Quoted passage

☆ ☆ ☆ ☆ ☆ ☆ ☆

Decay of the peroxo-Fe₂(III/III) complex leads to development of absorption- and EPR-spectroscopic features characteristic of a tyrosyl radical (Tyr•) (Figure 1B and S11).^24–25 Accumulation of a one-electron-oxidized protein side chain in the two-electron-oxidation reaction converting LA to 1-undecene is unexpected, and, indeed, two lines of evidence suggest that the detected radical species is (are) not on the productive pathway. Substitution of any of the three Tyr residues closest to the active site (Tyr71, Tyr107, and Tyr197) with Phe failed to abolish the transient features (Figure S12), implying that multiple Tyr residues, rather than a single functionally essential Tyr, can be oxidized. Substitution of the cofactor proximal Trp190, posited to mediate oxidation of the Tyr(s) by a relay mechanism, with Phe did abolish the Tyr•(s), and yet this W190F variant retained the ability to consume LA (Figure S13). Intriguingly, a Fe₂(III/IV) complex accumulated (Figure S14), albeit only to 0.06 equiv, in the reaction of this variant. It is not clear whether this one-electron-reduced successor to the peroxo-Fe₂(III/III) complex is an on-pathway species resulting from substrate oxidation by a Fe₂(IV/IV) level complex (Scheme 1) or is also off-pathway.

☆ ☆ ☆ ☆ ☆ ☆ ☆

Data excerpts
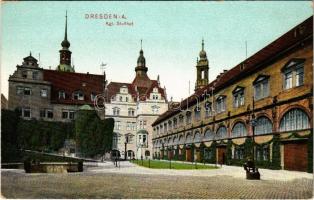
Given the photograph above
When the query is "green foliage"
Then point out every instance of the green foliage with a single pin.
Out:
(43, 135)
(93, 135)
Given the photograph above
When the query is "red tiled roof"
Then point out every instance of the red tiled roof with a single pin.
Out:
(70, 82)
(260, 59)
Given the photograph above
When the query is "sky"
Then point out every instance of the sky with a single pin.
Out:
(171, 32)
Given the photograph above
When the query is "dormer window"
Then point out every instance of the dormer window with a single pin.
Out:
(24, 74)
(188, 117)
(131, 112)
(208, 109)
(35, 75)
(92, 96)
(61, 94)
(238, 96)
(116, 111)
(221, 104)
(78, 95)
(197, 113)
(261, 87)
(293, 73)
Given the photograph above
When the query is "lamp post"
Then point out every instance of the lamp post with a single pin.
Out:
(125, 144)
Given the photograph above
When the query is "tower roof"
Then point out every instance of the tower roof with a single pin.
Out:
(65, 43)
(203, 52)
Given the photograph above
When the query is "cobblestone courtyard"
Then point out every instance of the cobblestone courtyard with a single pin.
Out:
(97, 183)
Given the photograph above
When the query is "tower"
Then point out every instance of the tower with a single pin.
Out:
(65, 53)
(201, 69)
(141, 68)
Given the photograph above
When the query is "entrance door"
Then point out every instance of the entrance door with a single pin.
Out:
(222, 155)
(295, 156)
(189, 155)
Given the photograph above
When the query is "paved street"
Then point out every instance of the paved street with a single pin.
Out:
(131, 181)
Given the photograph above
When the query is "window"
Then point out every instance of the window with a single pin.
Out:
(65, 115)
(49, 114)
(19, 90)
(181, 119)
(78, 95)
(128, 126)
(93, 96)
(221, 104)
(68, 114)
(24, 74)
(209, 135)
(35, 75)
(117, 125)
(27, 91)
(197, 113)
(262, 152)
(288, 79)
(71, 114)
(221, 132)
(116, 111)
(46, 113)
(197, 137)
(155, 109)
(239, 152)
(294, 119)
(188, 117)
(261, 87)
(238, 97)
(43, 93)
(175, 123)
(299, 75)
(42, 113)
(293, 73)
(263, 126)
(26, 112)
(170, 124)
(133, 126)
(239, 130)
(131, 112)
(61, 95)
(208, 109)
(208, 154)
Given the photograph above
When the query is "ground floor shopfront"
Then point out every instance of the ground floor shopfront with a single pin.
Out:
(288, 150)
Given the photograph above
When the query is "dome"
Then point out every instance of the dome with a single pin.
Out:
(202, 54)
(141, 59)
(65, 43)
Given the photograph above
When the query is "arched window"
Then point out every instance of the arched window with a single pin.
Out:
(239, 130)
(78, 95)
(221, 133)
(181, 140)
(197, 137)
(263, 126)
(188, 139)
(175, 140)
(294, 119)
(209, 135)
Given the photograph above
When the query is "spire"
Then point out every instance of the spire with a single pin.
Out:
(66, 26)
(203, 52)
(65, 43)
(203, 44)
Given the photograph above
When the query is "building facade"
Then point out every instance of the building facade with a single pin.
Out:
(56, 95)
(260, 109)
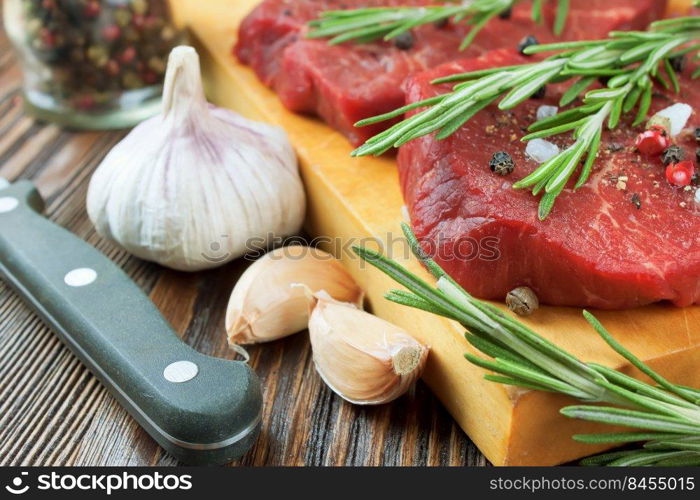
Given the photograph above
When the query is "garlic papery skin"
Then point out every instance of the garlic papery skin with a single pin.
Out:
(266, 304)
(191, 187)
(362, 358)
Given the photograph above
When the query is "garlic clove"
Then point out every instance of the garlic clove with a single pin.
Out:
(362, 358)
(264, 306)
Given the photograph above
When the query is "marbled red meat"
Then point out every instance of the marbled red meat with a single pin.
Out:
(344, 84)
(625, 239)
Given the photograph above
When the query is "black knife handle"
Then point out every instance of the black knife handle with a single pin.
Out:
(201, 409)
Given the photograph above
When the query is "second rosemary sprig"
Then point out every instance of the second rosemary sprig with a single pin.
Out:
(666, 415)
(632, 62)
(387, 23)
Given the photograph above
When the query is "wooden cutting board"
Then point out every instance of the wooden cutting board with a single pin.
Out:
(355, 200)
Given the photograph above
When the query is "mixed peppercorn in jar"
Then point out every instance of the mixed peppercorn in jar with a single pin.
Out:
(90, 63)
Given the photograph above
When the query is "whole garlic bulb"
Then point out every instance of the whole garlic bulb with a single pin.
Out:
(362, 358)
(190, 187)
(265, 305)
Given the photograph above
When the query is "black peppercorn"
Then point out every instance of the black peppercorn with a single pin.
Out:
(522, 301)
(673, 154)
(677, 63)
(404, 41)
(636, 201)
(527, 42)
(501, 163)
(441, 23)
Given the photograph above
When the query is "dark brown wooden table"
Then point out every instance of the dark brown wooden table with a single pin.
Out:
(54, 412)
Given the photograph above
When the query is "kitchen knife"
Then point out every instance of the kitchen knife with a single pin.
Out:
(201, 409)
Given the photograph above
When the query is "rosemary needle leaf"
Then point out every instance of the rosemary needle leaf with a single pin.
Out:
(673, 445)
(672, 76)
(590, 160)
(575, 90)
(631, 418)
(636, 362)
(560, 19)
(621, 437)
(537, 11)
(604, 458)
(644, 105)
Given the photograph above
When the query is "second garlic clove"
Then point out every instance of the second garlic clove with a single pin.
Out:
(362, 358)
(264, 306)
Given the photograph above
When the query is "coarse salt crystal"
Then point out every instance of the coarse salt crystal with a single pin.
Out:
(679, 114)
(546, 112)
(541, 150)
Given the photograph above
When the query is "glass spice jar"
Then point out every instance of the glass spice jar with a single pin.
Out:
(92, 64)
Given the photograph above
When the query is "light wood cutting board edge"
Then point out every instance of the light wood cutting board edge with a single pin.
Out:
(511, 427)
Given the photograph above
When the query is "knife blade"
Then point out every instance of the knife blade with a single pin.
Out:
(203, 410)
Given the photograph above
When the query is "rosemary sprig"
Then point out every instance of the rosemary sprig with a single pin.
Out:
(386, 23)
(632, 60)
(667, 415)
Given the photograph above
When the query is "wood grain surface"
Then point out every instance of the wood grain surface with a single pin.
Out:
(54, 412)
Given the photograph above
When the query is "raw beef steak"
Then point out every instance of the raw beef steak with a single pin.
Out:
(344, 84)
(625, 239)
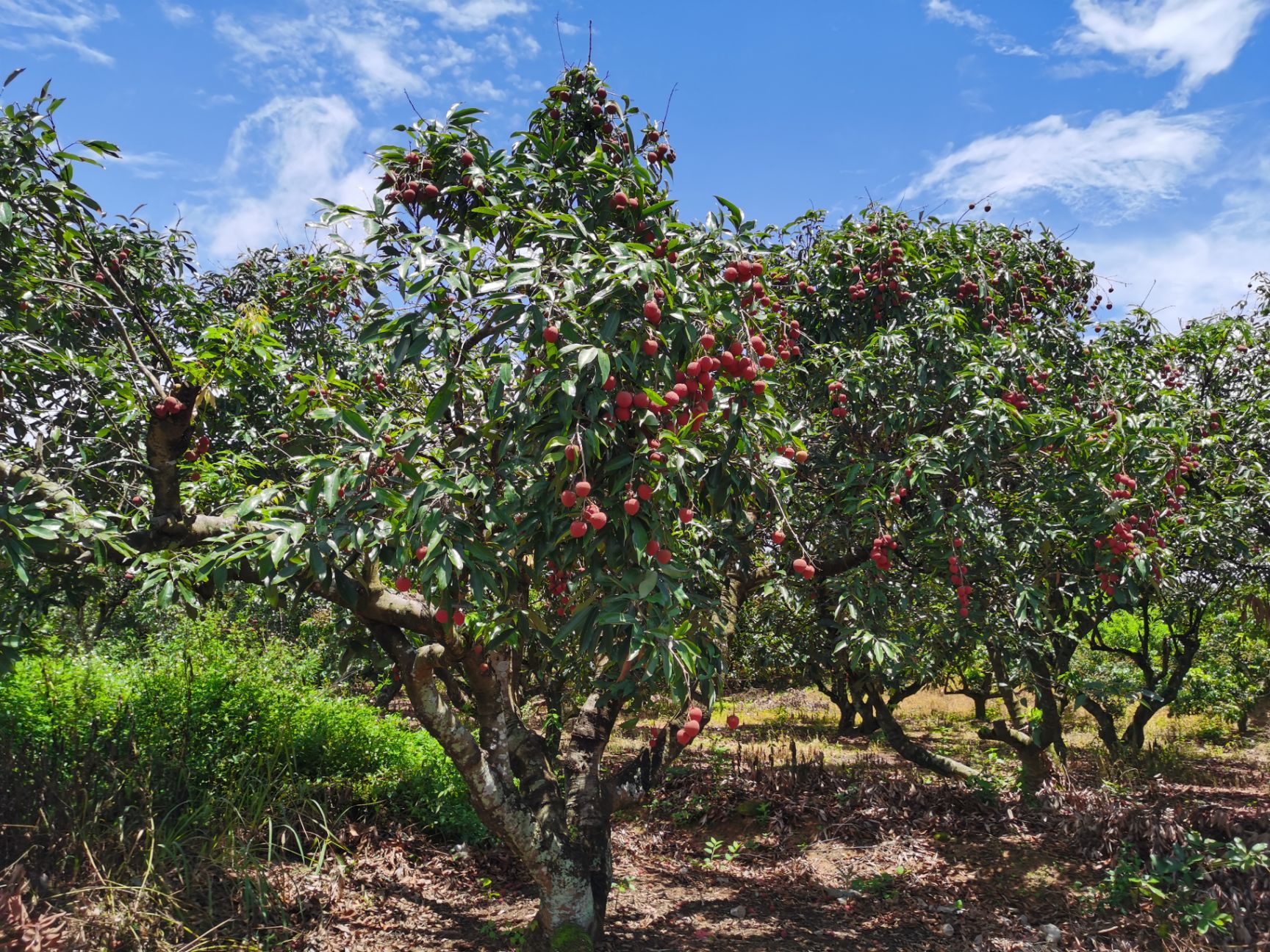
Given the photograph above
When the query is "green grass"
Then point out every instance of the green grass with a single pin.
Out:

☆ ☆ ☆ ☆ ☆ ☆ ☆

Answer from the passage on decay of the peroxo-Fe₂(III/III) complex:
1. Which three Tyr residues closest to the active site were replaced with Phe?
2. Which residue is proposed to mediate oxidation of the Tyr(s) by a relay mechanism?
3. To what amount did the Fe₂(III/IV) complex accumulate in the reaction of the W190F variant?

1. Tyr71, Tyr107, and Tyr197
2. Trp190
3. 0.06 equiv